- WHAT TO WORK ON
Rewrite the lines below with "place a point" in place of every "drop a marker", keeping everything else the same.

Stored data entries
* Begin *
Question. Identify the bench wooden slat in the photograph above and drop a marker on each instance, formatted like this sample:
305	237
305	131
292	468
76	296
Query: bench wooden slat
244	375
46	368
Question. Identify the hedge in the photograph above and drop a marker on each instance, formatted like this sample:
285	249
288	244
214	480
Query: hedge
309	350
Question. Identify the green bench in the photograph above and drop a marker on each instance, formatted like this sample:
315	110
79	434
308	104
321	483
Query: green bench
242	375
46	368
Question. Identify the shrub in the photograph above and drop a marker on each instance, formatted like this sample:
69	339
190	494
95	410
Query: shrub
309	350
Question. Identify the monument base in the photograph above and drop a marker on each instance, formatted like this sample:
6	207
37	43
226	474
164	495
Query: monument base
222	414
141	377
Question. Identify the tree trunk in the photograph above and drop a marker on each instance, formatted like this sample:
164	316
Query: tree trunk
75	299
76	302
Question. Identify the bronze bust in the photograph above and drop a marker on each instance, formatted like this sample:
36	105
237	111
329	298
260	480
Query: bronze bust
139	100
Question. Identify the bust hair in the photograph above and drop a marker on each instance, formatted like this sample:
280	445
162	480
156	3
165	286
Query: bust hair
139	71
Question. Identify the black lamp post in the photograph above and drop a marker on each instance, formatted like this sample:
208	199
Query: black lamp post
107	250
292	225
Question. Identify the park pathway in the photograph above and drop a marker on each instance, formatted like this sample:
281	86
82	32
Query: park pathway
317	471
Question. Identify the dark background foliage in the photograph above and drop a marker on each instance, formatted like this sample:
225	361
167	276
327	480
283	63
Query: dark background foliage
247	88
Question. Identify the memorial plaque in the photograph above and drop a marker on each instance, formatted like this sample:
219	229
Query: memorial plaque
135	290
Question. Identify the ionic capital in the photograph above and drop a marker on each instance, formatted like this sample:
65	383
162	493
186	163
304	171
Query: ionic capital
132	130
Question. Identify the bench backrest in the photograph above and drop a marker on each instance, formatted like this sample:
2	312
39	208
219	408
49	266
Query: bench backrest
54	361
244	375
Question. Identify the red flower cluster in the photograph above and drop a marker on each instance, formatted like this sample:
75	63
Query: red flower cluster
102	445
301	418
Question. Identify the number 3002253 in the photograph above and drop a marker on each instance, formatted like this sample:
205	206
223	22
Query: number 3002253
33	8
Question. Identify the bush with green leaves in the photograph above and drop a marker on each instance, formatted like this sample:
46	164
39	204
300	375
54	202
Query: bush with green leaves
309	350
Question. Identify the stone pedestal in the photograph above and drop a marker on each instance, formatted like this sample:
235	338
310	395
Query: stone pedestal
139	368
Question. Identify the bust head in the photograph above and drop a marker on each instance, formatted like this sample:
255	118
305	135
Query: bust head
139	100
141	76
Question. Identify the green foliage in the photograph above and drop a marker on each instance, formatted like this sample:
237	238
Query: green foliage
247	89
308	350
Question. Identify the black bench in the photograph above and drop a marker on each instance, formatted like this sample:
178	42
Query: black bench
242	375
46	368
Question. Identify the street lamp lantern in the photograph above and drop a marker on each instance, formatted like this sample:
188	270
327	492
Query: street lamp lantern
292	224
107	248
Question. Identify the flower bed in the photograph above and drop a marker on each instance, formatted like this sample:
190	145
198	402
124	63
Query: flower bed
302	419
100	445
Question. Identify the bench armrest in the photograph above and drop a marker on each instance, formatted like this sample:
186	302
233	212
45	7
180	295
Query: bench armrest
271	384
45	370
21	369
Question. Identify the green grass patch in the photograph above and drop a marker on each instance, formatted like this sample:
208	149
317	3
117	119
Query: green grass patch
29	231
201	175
* End *
- THE SOLUTION
Question. Identify the bench wooden slat in the photograph above and place a point on each instance, formatted like this sample:
305	237
305	131
292	468
76	296
Query: bench wooden slat
244	375
46	368
Question. Identify the hedge in the photograph above and place a point on each instance, formatted like this sample:
285	249
288	244
214	480
Query: hedge
309	350
Question. Identify the green bench in the photograph above and place a point on each instance, formatted like this sample:
315	110
79	434
308	104
321	483
Query: green bench
242	375
46	368
Question. Identify the shrub in the photograph above and place a point on each instance, formatted like this sample:
69	339
190	494
95	410
Query: shrub
309	350
Question. Identify the monument base in the photograph above and place a point on each instance, formatted like this sample:
6	207
37	43
226	474
164	495
Query: monument base
222	414
141	377
Question. Identify the tree trunk in the photograph above and place a point on each instance, formatted like this sample:
164	316
Query: tree trunk
75	299
76	302
Question. Identify the bronze bust in the photograph above and place a point on each instance, formatted like this sample:
36	105
237	111
329	298
260	480
Query: bronze bust
139	100
Question. Identify the bust hair in the photograph above and place a point on each instance, formatted like this sample:
280	445
162	480
156	3
165	286
Query: bust hair
139	71
Question. Identify the black lamp post in the photograph above and place a point on each instance, formatted like this sample:
208	199
Query: black lamp post
107	250
292	225
Question. Identify the park pathway in the photograph above and place a point on each instance, formatted like this sample:
281	86
82	32
Query: park pathway
317	471
Question. Identify the dark background foliage in the photograph above and place a point on each instance, formatted like this sample:
225	361
167	276
327	480
283	63
Query: dark background foliage
247	88
Question. Identify the memorial plaque in the photograph above and place a point on each instance, formatted like this sample:
219	229
Query: memorial plaque
135	290
Question. Identify the ionic capital in the photograph above and place a point on each instance, formatted like this sample:
65	383
162	493
186	163
304	171
Query: ionic capital
132	130
Question. Identify the bench backrest in the photograph above and place a point on each instance, formatted like this sample:
2	312
39	208
219	408
49	266
Query: bench backrest
54	361
244	375
Question. Identify the red flower cluster in the photograph above and place a point on each instance, formatted like this sample:
75	63
Query: red flower cluster
102	445
301	418
Question. Identify the number 3002253 in the photograph above and place a point on each instance, formatted like this sample:
205	206
223	22
Query: number 3002253
33	8
Question. Identify the bush with green leaves in the photograph above and place a point on each instance, formatted like this sample:
46	164
39	204
300	375
54	202
Query: bush with green leaves
309	350
Question. Identify the stone pedestal in the photograph above and place a point on each instance, formatted like this sample:
235	338
310	395
Query: stone pedestal
139	368
Question. Identify the bust head in the photograph above and place a point on each instance, formatted like this sample:
255	118
305	135
Query: bust head
139	100
141	76
Question. Identify the green foliage in the photograph above and place a point on each instance, formatted like this sample:
237	238
Query: green foliage
247	89
308	350
Question. Identify the black bench in the photograph above and place a point on each instance, formatted like this sample:
178	42
Query: black bench
242	375
46	368
Question. Identify the street lamp lantern in the photograph above and place a point on each instance, formatted like this sample:
188	270
327	492
Query: street lamp lantern
292	224
107	248
Question. Identify the flower bed in the photograph above and place a point on each instance, formatted like this sample:
190	145
198	402
124	63
Query: flower bed
302	419
100	445
Question. Identify the bench armrest in the photograph above and place a point on each instance, formatted like this sample:
186	302
233	212
45	7
180	295
Query: bench armrest
271	384
45	370
21	369
Question. Identify the green grass patch in the photograph above and place a point on each instance, formatted like this sample:
208	149
317	3
117	119
Query: green grass patch
29	231
201	175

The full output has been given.